**Supplied text**

Search code examples
pythonpandasbeautifulsoupexport-to-csv

Why does BeautifulSoup fail to extract data from websites to csv?


User Chrisvdberge helped me creating the following code :

import pandas as pd
import requests
from bs4 import BeautifulSoup

url_DAX = 'https://www.eurexchange.com/exchange-en/market-data/statistics/market-statistics-online/100!onlineStats?viewType=4&productGroupId=13394&productId=34642&cp=&month=&year=&busDate=20191114'
req = requests.get(url_DAX, verify=False)
html = req.text
soup = BeautifulSoup(html, 'lxml')
df = pd.read_html(str(html))[0]
df.to_csv('results_DAX.csv')
print(df)

url_DOW = 'https://www.cmegroup.com/trading/equity-index/us-index/e-mini-dow_quotes_settlements_futures.html'
req = requests.get(url_DOW, verify=False)

[Entries pointing to named objects]

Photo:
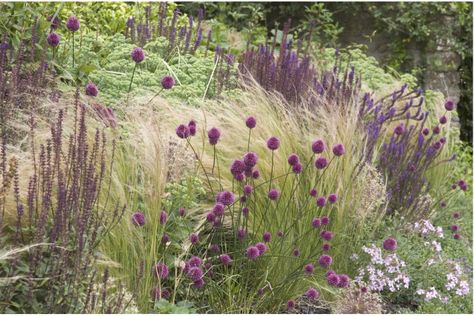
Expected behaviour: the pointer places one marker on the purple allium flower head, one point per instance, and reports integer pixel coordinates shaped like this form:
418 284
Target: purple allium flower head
343 280
195 261
390 244
218 209
326 247
251 122
167 82
137 55
54 22
252 252
318 146
293 159
400 129
211 217
165 238
194 238
226 198
213 134
267 236
332 278
182 131
225 259
443 119
321 163
91 89
53 39
312 294
138 219
321 201
241 233
297 168
248 189
261 248
73 24
273 194
163 217
195 273
198 284
449 105
316 222
250 159
326 235
256 174
161 270
309 268
325 261
290 304
338 150
273 143
237 167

**Challenges**
**1)** Write out everything in the BeautifulSoup thread from "import pandas as" down to "req = requests.get(url_DOW, verify=False)".
**2)** Continue the BeautifulSoup thread from the point where it stops.

**Outputs**
**1)**
import pandas as pd
import requests
from bs4 import BeautifulSoup

url_DAX = 'https://www.eurexchange.com/exchange-en/market-data/statistics/market-statistics-online/100!onlineStats?viewType=4&productGroupId=13394&productId=34642&cp=&month=&year=&busDate=20191114'
req = requests.get(url_DAX, verify=False)
html = req.text
soup = BeautifulSoup(html, 'lxml')
df = pd.read_html(str(html))[0]
df.to_csv('results_DAX.csv')
print(df)

url_DOW = 'https://www.cmegroup.com/trading/equity-index/us-index/e-mini-dow_quotes_settlements_futures.html'
req = requests.get(url_DOW, verify=False)

**2)**
html = req.text
soup = BeautifulSoup(html, 'lxml')
df = pd.read_html(str(html))[0]
df.to_csv('results_DOW.csv')
print(df)

url_NASDAQ = 'https://www.cmegroup.com/trading/equity-index/us-index/e-mini-nasdaq-100_quotes_settlements_futures.html'
req = requests.get(url_NASDAQ, verify=False)
html = req.text
soup = BeautifulSoup(html, 'lxml')
df = pd.read_html(str(html))[0]
df.to_csv('results_NASDAQ.csv')
print(df)

url_CAC = 'https://live.euronext.com/fr/product/index-futures/FCE-DPAR/settlement-prices'
req = requests.get(url_CAC, verify=False)
html = req.text
soup = BeautifulSoup(html, 'lxml')
df = pd.read_html(str(html))[0]
df.to_csv('results_CAC.csv')
print(df)

I have the following result :

  • 3 .csv files are created : results_DAX.csv (here, everything is ok, I have the values I want.) ; results_DOW.csv and results_NASDAQ.csv (here, the problem is that the .csv files don't have the wanted values.. I don't understand why ?)

  • As you can see in the code, 4 files should be created and not only 3.

So my questions are :

  • How to get 4 csv files ?

  • How to get values in the results_DOW.csv and in the results_NASDAQ.csv files ? (and maybe also in the results_CAC.csv file)

Thank you for your answers ! :)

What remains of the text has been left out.